_Your instructions:_ Copy out the lines in the items below, unchanged, from the line that contains "Expected: for every instance of the clock hand" through the line that contains "x=440 y=280", both of those lines included, and nothing else.

_Exercise input:_
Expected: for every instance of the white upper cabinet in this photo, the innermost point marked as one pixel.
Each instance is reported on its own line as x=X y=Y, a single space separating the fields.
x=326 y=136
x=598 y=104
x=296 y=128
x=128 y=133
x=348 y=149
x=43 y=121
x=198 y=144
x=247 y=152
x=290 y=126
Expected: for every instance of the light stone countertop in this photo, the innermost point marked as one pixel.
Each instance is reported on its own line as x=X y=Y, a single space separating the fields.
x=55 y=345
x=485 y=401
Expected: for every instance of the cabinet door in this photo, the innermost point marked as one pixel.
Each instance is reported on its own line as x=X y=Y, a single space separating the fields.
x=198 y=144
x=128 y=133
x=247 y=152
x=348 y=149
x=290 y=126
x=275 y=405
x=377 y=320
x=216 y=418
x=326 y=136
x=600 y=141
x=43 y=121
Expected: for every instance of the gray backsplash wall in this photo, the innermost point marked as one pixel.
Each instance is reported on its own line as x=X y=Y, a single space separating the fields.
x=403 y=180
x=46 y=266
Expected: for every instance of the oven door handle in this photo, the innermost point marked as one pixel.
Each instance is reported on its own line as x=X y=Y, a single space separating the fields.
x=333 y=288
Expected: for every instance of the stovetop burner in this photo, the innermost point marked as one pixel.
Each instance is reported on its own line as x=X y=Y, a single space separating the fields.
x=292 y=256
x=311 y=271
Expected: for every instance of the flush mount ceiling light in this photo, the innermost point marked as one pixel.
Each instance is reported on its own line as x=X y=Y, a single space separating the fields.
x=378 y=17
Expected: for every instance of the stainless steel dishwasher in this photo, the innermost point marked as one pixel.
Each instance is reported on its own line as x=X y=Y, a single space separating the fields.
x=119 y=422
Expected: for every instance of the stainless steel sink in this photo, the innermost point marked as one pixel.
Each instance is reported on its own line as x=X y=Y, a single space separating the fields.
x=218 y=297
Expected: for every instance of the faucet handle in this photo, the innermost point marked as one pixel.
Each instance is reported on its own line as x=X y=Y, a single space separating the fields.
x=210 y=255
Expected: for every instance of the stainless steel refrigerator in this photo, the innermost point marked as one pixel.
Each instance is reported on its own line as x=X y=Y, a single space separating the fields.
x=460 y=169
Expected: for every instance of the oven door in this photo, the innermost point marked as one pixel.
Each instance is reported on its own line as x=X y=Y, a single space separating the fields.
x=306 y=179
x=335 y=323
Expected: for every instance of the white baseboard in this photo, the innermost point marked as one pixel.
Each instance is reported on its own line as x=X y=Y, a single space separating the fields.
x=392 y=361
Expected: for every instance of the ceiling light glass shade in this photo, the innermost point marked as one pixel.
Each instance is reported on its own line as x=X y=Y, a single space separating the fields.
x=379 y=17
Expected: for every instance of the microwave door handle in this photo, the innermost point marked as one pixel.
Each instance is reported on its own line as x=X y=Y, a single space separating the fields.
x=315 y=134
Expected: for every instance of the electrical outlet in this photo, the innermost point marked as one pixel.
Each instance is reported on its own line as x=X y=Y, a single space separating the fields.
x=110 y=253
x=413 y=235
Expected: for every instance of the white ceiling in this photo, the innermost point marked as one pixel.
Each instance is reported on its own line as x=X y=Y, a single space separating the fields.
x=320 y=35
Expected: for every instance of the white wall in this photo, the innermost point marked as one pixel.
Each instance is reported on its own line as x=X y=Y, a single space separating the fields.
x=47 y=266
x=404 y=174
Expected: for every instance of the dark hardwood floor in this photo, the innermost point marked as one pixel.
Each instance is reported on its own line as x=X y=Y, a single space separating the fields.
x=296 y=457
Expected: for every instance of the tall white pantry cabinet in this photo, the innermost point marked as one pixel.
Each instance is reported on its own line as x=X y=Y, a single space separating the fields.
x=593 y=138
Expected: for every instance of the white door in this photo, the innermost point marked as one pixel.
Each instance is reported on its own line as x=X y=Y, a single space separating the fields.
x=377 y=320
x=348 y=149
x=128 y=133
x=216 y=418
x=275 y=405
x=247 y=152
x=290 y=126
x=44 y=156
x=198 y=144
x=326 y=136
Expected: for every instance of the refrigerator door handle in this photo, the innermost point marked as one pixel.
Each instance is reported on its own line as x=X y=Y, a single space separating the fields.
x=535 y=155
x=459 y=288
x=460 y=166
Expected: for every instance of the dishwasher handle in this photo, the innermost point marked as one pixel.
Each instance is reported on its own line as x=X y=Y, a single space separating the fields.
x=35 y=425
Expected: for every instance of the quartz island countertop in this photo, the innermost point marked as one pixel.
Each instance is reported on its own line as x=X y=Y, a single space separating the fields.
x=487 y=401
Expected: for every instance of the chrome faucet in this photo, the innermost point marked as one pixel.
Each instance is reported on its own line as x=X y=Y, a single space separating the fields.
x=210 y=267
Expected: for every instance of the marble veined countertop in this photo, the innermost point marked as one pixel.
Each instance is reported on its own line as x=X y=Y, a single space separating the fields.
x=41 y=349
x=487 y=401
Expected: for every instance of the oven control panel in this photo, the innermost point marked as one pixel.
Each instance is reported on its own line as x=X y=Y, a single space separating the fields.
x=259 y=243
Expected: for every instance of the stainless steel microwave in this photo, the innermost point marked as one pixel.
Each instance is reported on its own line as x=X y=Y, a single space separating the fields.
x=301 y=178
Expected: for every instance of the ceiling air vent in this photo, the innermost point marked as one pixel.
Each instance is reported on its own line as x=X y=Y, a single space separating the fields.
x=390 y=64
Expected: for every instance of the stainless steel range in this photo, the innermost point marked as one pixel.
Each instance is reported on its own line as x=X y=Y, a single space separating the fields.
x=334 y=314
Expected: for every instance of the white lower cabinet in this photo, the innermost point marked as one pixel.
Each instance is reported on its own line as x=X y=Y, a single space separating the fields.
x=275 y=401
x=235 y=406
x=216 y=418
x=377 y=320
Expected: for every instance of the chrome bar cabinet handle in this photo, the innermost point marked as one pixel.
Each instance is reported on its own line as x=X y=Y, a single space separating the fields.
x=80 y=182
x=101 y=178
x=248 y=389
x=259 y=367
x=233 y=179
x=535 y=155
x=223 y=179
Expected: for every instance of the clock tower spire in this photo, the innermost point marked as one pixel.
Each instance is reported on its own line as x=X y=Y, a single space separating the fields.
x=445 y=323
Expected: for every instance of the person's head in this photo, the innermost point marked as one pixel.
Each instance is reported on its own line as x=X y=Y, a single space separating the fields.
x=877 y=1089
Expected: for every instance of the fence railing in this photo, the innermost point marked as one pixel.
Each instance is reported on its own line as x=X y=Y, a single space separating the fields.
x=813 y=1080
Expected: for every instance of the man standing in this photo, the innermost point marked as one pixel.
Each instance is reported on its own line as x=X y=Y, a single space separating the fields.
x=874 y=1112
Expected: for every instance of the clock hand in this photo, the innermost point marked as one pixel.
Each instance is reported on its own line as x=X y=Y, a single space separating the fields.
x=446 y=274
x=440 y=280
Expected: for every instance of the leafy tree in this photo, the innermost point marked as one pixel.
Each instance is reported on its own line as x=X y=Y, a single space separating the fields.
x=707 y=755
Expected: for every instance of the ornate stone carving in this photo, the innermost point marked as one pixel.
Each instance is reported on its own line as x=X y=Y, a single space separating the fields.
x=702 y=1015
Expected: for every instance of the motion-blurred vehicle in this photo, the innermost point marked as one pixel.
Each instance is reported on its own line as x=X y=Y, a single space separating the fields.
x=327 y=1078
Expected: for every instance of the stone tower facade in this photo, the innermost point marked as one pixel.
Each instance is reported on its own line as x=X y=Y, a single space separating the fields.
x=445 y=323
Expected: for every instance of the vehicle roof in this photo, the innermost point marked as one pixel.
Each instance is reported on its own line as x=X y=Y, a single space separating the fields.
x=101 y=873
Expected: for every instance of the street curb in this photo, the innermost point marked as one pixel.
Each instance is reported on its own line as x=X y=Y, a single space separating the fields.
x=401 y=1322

_Answer for this exercise:_
Expected: for every instance of the clock hand in this photo, the innermost point marked as one pixel.
Each instance is reported on its own line as x=X y=Y, a single space separating the fields.
x=446 y=274
x=440 y=280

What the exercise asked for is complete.